##### TASK INPUTS #####
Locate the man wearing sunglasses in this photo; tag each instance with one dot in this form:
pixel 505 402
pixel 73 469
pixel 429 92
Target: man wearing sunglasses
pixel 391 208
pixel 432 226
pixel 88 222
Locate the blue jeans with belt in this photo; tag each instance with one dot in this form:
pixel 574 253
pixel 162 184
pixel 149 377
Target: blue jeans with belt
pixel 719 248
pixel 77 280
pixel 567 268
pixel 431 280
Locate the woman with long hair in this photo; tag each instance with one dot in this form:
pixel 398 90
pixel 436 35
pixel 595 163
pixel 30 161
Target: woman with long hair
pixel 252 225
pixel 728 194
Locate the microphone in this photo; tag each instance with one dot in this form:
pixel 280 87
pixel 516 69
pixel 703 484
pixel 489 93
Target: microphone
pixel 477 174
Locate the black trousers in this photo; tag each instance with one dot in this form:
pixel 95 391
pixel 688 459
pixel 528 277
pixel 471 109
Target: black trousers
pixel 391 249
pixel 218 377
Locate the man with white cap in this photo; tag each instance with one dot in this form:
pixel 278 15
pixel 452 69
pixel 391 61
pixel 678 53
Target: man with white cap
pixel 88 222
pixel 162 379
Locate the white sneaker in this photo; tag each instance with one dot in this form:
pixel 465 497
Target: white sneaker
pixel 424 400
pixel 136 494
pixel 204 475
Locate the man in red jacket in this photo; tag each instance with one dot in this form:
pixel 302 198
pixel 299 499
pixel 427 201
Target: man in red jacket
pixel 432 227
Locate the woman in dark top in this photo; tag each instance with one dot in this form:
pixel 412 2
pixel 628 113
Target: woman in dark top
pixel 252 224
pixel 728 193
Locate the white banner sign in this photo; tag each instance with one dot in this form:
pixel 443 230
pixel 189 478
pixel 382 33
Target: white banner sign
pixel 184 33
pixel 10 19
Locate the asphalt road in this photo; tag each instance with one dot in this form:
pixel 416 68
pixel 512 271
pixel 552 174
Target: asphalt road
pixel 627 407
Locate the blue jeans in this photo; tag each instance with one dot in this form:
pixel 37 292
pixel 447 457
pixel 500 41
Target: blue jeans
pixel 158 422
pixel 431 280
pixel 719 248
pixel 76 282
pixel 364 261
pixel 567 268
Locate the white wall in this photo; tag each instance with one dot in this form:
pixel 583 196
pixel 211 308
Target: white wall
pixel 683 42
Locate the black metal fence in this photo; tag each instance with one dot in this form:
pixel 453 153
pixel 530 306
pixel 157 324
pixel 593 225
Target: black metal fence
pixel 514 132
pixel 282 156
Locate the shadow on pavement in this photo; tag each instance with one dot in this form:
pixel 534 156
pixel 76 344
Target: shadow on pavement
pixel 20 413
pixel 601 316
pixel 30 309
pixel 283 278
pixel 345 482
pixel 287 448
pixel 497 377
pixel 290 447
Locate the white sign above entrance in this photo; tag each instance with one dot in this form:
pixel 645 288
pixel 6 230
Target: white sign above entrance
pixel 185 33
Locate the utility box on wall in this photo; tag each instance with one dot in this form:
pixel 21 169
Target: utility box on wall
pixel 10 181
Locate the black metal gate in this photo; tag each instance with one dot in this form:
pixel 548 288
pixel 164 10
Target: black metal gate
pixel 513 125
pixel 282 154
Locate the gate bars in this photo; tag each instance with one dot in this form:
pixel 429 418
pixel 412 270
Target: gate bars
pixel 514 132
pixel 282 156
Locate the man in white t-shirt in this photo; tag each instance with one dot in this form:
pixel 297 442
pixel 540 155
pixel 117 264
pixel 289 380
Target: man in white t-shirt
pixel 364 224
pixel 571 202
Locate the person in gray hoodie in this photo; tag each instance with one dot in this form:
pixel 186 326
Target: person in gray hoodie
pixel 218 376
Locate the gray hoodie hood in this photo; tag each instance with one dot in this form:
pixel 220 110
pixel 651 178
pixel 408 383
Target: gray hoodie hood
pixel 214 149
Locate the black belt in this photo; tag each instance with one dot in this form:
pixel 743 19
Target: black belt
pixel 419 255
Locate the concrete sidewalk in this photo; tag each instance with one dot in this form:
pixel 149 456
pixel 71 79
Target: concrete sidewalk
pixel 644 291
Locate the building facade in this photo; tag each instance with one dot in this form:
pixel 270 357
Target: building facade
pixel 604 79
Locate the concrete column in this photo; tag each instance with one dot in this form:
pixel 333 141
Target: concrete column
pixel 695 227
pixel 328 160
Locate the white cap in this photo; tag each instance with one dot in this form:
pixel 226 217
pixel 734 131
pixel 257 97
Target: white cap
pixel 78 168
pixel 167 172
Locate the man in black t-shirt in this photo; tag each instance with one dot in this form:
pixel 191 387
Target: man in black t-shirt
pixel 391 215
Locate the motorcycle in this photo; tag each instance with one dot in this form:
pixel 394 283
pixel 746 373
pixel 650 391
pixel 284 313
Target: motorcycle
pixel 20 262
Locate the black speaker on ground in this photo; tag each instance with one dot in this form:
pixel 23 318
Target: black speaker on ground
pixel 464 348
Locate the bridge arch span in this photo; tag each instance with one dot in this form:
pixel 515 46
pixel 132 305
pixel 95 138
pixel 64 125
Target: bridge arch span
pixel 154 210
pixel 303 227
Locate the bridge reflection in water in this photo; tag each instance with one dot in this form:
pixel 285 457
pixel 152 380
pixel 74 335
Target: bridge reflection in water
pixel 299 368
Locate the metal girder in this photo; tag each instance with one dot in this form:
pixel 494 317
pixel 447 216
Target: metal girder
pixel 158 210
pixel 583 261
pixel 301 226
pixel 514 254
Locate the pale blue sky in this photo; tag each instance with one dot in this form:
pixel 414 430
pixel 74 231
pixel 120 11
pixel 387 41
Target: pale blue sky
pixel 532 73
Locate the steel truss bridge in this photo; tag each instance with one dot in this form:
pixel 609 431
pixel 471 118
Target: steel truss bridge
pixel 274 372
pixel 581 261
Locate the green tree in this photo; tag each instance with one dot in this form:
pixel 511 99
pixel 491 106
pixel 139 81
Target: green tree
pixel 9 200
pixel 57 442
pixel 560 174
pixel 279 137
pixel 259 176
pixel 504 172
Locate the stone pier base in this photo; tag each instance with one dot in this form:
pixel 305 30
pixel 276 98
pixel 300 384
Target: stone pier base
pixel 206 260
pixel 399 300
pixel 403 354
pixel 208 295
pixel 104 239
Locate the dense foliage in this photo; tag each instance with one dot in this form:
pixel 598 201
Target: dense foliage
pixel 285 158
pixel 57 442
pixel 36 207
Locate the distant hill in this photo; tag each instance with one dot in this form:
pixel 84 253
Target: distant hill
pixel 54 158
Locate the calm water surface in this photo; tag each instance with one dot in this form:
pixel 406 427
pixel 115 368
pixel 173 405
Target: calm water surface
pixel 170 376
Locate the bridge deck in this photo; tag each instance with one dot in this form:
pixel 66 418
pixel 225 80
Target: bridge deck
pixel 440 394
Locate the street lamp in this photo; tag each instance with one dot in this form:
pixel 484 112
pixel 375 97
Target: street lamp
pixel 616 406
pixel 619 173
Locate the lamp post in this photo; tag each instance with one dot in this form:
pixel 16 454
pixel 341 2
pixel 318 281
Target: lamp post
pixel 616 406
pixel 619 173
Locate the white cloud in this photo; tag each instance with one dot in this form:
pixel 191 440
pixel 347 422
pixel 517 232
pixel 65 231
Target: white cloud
#####
* [REQUIRED WORK]: Single out each line of the records above with the string "cloud" in it, and copy it.

* [SOLUTION]:
Locate the white cloud in this photo; tag each instance with one dot in this form:
Target: white cloud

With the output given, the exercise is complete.